§ **SOURCE EXTRACT**
********

Decrease of endogenous WT1 abundance by overexpression of zinc finger domain in breast cancer cells. (a) Northern blot: total RNAs were isolated from the stable transfectants of MCF-7 cells with either pcDNA3 control (CON) or the zinc finger domain lacking the lysine–threonine–serine insert (ZF - KTS) of Wilms' tumor 1 suppressor gene (WT1) expression plasmids as indicated, and were analyzed with WT1 and β-actin probes. Overexpressed WT1–ZF, endogenous WT1 (FL WT1) or β-actin RNA is indicated. (b) Western immunoblot: whole cell extracts were prepared from the stable transfectants of MCF-7 cells or MDA468 cells with either pcDNA₃ control or ZF - KTS expression plasmids, and were analyzed by western blot with either anti-WT1 and β-actin antibodies. Overexpressed WT1–ZF, endogenous WT1 (FL WT1) and β-actin proteins are indicated.

********

§ **STUDY MATERIAL**
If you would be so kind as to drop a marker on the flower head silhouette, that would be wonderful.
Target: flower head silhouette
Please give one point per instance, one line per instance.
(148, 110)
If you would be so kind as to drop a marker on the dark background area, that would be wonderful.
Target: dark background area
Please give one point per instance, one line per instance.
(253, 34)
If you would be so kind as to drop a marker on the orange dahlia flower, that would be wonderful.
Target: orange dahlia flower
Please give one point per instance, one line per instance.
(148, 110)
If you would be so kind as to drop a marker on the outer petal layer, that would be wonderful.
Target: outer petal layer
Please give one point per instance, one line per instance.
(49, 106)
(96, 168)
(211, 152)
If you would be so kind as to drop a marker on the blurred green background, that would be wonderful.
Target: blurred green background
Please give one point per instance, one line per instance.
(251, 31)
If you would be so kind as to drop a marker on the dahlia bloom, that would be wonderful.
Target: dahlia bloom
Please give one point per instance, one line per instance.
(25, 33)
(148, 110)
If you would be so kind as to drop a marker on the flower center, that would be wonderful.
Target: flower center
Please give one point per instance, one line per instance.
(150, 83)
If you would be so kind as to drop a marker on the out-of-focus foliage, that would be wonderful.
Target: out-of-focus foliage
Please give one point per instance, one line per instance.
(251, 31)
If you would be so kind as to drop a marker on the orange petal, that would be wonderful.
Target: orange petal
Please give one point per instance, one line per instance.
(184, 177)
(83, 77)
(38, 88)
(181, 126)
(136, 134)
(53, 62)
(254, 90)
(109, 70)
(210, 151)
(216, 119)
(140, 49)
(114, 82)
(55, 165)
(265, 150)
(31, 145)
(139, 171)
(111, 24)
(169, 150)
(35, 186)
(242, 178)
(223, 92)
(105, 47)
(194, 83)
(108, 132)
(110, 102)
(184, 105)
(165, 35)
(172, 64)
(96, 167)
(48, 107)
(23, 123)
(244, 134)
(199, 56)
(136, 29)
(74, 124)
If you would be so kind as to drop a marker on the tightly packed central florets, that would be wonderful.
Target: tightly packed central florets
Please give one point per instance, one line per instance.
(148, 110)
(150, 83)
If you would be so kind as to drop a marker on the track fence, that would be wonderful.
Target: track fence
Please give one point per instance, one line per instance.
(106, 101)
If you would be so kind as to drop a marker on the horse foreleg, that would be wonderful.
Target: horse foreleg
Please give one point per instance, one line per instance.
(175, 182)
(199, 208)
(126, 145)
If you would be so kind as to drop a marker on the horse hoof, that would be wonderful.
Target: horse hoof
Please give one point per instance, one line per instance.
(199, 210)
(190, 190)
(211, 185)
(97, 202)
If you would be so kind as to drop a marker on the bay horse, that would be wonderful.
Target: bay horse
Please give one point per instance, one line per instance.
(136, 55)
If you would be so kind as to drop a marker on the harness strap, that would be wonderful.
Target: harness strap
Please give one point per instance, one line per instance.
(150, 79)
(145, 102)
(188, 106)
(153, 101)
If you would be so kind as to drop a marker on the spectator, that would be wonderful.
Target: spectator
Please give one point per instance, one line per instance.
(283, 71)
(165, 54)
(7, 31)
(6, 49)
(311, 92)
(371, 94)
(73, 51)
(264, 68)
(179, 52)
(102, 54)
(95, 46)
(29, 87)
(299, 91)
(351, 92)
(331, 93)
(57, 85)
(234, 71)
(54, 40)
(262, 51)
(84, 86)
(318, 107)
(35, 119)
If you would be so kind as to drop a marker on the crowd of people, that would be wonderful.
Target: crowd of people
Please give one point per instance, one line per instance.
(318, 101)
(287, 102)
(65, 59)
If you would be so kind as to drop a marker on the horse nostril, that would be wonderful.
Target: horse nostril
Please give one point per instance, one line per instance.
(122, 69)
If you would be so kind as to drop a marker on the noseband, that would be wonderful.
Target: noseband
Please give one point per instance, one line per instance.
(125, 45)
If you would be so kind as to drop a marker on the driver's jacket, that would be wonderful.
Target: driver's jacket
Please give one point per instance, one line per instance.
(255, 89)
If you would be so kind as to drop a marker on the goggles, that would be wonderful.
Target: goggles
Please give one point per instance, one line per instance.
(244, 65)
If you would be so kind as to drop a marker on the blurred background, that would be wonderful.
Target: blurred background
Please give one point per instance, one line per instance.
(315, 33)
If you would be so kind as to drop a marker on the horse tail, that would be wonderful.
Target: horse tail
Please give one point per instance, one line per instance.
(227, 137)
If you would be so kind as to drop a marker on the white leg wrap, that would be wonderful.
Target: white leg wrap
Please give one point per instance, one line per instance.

********

§ **EXERCISE REQUIREMENTS**
**A.** Which abbreviations does the WT1 figure legend define, and what does each one stand for?
**B.** Can you extend the WT1 figure legend past its last sentence?
The entries above come from a different source than the WT1 figure legend.

§ **YOUR WRITTEN ANSWERS**
**A.**
- CON: pcDNA3 control
- ZF - KTS: the zinc finger domain lacking the lysine–threonine–serine insert
- WT1: Wilms' tumor 1 suppressor gene
- FL WT1: endogenous WT1

**B.**
Figure 4

Alteration of expression of WT1 target genes in zinc finger domain lacking KTS-transfected MCF-7 cells. (a) Transient and (b) stable transfectants of MCF-7 cells were analyzed for the expression of Wilms' tumor 1 suppressor gene (WT1) target genes or nontarget genes (horizontal axis) with quantitative real-time PCR assays. The relative expression (vertical axis) of these genes in the transfected MCF-7 cells was calculated as compared with the pcDNA₃ control. Results are the average of three experiments. AREG, amphregulin; BASP1, brain acid soluble protein 1; KTS, lysine–threonine–serine; WT1, Wilms' tumor 1 suppressor gene; ZF, zinc finger domain.

Figure 5

Abrogation of WT1-mediated c-myc transactivation by the zinc finger domain lacking KTS in MCF-7 cells. The MCF-7 cells were transiently co-transfected with the reporter constructs (either pGL2 vector, XNM/Luc or Xmut/Luc), with expression plasmids of Wilms' tumor 1 suppressor gene (WT1) isoforms (either pcDNA₃ vector, A, B, C or D) and with WT1–zinc finger domain (ZF) (either pcDNA₃ control (CON) or ZF lacking the lysine–threonine–serine insert (ZF-KTS)) as well as β-galactosidase expression plasmid, respectively. Relative luciferase activity (vertical axis) is indicated. Histograms show average of three independent experiments.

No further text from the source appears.